◆ What you need to do: Select every line in the records below that contains the word "yellow" and copy each one. Case counts.

◆ Task material:
** START **
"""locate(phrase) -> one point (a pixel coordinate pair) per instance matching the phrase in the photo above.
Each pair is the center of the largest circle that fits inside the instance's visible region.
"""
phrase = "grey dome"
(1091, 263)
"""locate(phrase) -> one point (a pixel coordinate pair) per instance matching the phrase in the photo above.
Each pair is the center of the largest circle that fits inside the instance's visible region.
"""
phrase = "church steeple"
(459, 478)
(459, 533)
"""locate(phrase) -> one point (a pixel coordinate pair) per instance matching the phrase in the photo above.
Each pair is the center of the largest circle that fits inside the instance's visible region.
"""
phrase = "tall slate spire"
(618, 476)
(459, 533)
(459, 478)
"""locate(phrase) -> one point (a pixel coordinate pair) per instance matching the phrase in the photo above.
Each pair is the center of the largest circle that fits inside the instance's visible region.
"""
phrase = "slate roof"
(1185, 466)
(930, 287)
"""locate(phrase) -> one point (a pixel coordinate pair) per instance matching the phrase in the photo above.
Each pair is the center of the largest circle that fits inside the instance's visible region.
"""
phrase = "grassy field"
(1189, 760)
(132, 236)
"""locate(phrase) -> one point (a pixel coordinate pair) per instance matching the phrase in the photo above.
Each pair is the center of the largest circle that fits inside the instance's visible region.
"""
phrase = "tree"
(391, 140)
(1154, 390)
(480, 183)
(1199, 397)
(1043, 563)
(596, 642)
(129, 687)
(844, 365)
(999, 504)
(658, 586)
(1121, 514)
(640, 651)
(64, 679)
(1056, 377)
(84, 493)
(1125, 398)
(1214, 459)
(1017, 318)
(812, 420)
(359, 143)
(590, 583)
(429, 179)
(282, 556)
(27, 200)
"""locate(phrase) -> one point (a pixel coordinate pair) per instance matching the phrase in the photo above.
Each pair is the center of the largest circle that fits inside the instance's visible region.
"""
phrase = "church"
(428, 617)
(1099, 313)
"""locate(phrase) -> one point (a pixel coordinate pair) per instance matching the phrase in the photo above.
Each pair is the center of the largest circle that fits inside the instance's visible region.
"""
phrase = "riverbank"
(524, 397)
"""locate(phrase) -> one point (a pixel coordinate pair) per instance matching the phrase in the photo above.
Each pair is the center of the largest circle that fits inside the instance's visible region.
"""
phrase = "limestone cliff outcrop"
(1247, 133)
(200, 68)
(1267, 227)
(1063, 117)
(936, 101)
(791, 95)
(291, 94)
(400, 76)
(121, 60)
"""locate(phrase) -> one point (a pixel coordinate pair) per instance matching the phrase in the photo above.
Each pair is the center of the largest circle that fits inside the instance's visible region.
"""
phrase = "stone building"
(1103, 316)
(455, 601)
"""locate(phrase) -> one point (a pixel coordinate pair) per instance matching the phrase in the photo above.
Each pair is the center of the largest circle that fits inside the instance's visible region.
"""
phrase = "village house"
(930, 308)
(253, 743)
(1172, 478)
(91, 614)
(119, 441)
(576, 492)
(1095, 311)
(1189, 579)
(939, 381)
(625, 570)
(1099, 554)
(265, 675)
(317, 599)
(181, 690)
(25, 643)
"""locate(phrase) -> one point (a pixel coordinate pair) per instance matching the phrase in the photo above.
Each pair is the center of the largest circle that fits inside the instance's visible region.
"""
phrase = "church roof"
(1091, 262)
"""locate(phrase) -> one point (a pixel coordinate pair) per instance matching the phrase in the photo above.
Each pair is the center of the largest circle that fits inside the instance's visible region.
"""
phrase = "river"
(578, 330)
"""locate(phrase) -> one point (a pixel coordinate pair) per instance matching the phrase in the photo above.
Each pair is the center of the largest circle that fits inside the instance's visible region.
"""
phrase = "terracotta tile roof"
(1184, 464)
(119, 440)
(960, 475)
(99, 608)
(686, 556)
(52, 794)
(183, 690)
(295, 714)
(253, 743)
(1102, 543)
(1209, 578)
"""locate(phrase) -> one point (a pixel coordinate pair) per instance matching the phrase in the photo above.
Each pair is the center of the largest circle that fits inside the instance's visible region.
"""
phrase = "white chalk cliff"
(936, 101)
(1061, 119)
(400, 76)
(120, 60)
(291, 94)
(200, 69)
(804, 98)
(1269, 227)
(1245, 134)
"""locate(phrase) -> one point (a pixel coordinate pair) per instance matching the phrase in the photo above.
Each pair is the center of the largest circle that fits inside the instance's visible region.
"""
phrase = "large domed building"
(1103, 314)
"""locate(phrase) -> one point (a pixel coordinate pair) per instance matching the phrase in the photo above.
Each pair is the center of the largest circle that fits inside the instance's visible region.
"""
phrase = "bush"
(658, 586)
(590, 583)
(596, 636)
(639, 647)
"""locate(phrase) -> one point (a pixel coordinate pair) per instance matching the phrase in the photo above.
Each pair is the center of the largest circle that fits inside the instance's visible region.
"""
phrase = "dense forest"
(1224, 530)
** END **
** START **
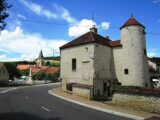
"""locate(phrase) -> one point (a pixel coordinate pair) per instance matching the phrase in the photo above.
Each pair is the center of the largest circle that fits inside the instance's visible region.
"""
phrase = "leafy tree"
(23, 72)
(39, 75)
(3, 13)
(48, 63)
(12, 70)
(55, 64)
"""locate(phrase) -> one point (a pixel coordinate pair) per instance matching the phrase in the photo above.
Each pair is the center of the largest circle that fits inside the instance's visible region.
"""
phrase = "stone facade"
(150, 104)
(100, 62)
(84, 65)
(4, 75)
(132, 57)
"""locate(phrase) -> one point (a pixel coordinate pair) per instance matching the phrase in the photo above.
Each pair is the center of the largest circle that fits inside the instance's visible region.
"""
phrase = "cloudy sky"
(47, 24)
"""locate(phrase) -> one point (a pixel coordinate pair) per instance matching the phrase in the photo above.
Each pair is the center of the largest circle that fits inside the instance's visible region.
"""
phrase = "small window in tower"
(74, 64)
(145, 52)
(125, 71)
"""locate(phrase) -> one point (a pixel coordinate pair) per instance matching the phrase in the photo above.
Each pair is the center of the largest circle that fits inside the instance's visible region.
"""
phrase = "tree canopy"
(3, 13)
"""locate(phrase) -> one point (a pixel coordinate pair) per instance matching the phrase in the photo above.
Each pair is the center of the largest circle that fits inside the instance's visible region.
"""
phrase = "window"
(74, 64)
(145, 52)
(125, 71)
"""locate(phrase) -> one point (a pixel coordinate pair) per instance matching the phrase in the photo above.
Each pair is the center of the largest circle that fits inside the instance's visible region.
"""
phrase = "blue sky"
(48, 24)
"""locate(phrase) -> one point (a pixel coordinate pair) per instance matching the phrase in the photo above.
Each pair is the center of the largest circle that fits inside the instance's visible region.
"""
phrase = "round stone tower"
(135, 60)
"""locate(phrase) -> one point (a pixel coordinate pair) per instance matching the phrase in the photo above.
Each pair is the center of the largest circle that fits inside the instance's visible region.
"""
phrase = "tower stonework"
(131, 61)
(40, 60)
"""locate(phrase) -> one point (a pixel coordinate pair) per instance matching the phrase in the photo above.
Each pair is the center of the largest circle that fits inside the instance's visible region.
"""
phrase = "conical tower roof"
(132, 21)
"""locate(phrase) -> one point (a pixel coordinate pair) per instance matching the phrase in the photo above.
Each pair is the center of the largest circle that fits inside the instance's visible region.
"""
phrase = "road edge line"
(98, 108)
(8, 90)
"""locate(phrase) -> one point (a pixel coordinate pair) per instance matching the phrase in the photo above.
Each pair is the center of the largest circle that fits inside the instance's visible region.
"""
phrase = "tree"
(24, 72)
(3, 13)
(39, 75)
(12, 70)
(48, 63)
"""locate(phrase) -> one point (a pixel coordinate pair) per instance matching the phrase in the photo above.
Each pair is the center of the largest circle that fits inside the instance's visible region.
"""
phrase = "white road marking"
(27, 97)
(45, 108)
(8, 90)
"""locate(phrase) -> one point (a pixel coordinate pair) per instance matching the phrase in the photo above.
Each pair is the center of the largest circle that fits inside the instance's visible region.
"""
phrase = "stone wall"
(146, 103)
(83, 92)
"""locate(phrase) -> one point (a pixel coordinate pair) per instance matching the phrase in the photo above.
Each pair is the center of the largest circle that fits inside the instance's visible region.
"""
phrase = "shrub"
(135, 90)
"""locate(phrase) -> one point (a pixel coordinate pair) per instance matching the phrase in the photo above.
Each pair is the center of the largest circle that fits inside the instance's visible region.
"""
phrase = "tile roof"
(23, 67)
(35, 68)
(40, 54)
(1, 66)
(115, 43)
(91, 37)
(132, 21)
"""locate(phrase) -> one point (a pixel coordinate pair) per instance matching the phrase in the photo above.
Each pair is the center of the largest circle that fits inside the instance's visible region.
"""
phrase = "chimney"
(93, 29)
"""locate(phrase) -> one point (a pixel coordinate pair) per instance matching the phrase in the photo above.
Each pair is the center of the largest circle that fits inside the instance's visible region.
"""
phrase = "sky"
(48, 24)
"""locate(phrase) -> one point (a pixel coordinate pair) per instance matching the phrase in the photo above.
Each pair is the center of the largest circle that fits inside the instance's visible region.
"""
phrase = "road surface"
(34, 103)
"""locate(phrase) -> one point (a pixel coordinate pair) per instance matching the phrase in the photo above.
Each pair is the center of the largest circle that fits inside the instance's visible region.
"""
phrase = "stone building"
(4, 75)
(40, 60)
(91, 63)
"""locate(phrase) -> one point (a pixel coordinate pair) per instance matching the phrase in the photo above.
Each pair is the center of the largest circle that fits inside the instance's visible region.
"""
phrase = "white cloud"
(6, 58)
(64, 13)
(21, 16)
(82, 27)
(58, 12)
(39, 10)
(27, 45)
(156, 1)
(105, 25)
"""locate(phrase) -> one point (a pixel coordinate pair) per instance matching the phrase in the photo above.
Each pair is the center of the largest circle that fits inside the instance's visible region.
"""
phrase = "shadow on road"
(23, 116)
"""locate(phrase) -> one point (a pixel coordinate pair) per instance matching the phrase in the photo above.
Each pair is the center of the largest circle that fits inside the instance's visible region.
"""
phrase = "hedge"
** END **
** START **
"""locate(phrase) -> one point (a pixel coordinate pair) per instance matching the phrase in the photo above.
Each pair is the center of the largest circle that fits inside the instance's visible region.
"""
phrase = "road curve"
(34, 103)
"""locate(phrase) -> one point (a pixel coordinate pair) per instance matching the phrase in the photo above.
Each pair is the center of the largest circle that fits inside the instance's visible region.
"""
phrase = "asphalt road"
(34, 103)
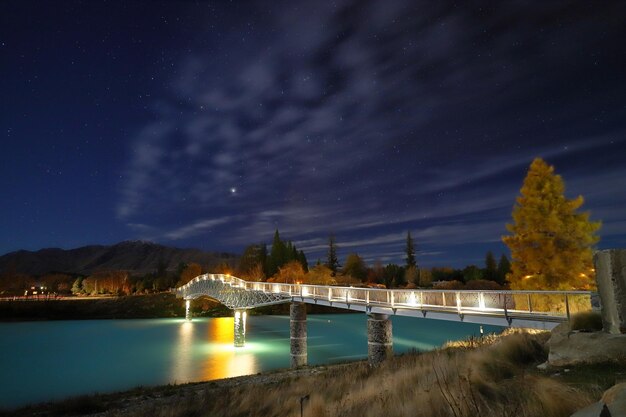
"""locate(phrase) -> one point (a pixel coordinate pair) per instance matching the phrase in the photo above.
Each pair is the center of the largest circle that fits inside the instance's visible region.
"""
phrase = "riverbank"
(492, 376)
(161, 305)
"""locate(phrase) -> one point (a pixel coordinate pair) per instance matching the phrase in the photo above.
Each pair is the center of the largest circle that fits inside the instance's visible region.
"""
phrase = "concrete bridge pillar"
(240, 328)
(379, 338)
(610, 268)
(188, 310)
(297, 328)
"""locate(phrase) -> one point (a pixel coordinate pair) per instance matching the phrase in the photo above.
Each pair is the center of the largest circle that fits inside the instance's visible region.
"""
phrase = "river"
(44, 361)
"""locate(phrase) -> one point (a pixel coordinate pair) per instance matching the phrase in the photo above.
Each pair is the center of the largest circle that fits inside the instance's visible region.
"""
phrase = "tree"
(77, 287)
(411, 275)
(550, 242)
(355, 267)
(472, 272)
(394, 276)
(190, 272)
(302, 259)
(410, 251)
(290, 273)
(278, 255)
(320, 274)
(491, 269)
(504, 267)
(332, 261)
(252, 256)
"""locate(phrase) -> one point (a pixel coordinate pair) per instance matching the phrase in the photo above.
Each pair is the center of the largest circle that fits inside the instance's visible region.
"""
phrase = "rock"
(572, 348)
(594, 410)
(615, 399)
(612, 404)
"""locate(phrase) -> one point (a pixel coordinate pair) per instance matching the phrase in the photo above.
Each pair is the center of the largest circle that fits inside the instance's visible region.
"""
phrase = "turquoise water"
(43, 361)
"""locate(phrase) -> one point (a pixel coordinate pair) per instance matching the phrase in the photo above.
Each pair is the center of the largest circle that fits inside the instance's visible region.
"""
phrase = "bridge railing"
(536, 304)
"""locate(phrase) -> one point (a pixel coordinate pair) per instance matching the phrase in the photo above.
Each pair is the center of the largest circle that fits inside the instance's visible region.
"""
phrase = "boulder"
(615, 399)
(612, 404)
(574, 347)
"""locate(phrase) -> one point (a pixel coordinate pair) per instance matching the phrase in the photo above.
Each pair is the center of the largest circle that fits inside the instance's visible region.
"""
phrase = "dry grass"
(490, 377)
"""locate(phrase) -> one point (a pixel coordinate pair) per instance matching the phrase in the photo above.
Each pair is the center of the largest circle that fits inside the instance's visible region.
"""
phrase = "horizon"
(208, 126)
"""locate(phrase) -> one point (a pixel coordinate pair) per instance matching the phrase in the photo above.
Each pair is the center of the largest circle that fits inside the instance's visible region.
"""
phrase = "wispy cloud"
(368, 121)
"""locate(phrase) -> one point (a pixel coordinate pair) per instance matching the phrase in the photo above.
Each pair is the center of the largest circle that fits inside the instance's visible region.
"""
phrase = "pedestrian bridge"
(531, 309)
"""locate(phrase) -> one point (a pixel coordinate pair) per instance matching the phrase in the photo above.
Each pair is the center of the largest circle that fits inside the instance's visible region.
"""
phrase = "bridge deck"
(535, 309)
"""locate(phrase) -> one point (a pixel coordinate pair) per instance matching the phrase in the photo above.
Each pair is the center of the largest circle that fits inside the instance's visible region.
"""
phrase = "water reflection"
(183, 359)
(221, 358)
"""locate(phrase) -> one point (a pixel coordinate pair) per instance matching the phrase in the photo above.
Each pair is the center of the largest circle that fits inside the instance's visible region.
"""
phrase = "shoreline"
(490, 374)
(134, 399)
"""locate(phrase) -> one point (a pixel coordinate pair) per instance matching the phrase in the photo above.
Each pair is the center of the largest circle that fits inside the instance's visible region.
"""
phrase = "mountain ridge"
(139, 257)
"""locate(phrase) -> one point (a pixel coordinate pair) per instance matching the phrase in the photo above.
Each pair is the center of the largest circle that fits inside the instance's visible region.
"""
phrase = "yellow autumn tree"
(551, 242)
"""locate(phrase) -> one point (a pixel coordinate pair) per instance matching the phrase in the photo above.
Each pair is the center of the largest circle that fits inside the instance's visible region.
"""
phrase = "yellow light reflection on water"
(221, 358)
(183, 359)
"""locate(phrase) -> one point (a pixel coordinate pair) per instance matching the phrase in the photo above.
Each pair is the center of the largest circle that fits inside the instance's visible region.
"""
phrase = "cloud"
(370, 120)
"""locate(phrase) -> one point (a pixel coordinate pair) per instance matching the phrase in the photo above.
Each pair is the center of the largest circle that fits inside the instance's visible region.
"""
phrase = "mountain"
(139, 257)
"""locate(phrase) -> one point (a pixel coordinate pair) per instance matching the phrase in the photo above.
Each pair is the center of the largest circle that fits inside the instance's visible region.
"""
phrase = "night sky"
** END **
◆ Completed exercise:
phrase = "yellow autumn tree"
phrase = "yellow light reflection on water"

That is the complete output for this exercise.